[The problem] Beneath this instruction is a listing; write out exactly the line that contains "red patterned scarf" and each line after it to the last.
=====
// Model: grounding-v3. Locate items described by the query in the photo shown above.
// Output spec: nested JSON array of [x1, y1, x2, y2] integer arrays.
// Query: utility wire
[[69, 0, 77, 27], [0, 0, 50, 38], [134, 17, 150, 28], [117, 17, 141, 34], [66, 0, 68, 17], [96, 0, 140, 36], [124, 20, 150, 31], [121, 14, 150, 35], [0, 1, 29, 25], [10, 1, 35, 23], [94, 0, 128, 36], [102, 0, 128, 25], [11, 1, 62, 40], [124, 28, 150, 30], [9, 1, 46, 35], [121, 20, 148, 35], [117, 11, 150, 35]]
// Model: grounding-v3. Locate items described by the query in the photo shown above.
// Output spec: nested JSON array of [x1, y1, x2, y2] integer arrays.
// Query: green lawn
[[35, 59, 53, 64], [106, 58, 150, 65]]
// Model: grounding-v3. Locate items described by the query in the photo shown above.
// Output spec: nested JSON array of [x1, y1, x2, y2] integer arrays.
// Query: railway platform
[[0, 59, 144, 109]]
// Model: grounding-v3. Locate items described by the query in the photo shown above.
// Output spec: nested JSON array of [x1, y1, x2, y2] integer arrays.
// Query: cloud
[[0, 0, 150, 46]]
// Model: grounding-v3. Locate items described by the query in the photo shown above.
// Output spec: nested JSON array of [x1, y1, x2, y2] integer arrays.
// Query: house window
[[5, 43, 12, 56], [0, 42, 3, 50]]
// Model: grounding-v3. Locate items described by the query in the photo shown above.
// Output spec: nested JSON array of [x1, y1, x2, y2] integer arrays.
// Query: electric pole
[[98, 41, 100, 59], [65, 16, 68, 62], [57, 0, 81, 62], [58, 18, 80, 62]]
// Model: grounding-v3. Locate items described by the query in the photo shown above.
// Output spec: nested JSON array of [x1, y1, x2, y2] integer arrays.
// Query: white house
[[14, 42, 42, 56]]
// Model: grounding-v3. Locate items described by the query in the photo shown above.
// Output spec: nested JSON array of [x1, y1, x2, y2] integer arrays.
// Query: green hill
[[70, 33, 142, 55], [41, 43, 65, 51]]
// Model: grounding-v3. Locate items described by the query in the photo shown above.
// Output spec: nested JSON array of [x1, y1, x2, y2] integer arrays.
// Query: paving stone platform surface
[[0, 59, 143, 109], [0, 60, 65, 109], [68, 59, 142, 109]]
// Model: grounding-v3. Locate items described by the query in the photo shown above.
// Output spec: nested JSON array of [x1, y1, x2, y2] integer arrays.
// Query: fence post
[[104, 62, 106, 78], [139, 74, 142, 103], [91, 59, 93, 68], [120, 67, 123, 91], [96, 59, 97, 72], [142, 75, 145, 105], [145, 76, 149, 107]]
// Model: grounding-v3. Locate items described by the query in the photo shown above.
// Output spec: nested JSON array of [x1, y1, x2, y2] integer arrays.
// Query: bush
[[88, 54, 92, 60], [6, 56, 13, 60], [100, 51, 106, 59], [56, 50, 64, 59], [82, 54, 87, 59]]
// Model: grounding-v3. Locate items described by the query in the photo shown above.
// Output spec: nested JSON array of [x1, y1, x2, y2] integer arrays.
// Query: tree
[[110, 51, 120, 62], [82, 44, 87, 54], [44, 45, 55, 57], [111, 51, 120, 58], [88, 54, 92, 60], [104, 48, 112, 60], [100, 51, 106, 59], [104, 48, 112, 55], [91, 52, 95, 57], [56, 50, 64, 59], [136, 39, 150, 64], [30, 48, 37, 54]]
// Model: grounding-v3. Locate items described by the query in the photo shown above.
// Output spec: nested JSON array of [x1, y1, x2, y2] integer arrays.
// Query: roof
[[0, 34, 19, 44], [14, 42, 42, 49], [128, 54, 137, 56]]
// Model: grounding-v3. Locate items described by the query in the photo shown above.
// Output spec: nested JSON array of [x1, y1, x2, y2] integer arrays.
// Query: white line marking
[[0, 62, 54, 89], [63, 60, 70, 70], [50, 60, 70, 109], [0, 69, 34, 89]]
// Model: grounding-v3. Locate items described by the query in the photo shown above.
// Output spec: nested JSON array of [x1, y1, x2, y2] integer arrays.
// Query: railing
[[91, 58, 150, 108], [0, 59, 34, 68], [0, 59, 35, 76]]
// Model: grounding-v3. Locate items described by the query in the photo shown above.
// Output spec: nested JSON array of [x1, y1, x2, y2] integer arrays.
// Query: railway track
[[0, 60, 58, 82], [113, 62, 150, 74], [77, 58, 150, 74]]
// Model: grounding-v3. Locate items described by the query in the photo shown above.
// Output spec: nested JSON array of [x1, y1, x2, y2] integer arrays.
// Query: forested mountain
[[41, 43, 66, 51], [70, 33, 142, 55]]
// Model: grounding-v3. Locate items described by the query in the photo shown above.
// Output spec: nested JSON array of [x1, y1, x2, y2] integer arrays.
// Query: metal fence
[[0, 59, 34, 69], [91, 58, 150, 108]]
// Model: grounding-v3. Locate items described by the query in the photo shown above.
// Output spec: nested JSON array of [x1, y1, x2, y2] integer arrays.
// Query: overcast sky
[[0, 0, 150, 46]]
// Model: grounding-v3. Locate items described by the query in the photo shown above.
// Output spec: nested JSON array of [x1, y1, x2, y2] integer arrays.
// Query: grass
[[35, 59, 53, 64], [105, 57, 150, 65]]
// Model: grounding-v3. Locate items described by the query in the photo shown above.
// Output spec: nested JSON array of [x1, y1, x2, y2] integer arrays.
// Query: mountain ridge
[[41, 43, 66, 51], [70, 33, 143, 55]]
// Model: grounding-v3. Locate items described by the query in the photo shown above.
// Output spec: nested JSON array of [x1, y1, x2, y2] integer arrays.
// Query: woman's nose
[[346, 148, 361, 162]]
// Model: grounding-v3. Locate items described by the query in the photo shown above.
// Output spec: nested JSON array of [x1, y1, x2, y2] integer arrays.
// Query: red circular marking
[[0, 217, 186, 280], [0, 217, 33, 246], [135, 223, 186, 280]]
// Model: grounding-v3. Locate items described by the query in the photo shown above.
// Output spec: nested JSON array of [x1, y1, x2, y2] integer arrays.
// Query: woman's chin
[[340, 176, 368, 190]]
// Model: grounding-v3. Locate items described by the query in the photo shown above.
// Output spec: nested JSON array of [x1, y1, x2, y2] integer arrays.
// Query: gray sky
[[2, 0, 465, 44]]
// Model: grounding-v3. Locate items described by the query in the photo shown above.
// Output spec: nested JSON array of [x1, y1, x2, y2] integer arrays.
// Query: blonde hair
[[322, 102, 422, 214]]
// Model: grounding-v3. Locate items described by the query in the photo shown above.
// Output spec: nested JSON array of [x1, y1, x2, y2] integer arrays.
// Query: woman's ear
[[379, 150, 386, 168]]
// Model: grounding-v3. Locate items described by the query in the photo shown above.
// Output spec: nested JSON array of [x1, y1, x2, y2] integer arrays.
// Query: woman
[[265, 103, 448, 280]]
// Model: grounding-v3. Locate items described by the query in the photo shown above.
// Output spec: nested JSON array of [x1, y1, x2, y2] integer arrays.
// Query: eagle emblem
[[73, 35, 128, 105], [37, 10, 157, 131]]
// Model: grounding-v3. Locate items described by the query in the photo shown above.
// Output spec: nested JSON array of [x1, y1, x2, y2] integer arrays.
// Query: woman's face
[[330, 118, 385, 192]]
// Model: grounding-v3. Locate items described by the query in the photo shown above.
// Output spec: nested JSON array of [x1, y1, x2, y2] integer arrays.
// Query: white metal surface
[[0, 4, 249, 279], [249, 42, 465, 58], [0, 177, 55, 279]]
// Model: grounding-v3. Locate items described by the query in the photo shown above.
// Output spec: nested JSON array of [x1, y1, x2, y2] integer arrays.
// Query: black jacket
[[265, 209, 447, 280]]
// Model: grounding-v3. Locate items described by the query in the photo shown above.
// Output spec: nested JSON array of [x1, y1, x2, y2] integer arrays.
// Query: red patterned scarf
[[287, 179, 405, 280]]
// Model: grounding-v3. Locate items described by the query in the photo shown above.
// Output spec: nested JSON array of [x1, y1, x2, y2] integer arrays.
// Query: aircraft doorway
=====
[Answer to the exercise]
// Query: red patterned scarf
[[287, 179, 405, 280]]
// Model: grounding-v3. Locate items described by the query in the photo shown above.
// Output spec: nested JSON array of [x1, y1, x2, y2] integer arrays.
// Query: aircraft doorway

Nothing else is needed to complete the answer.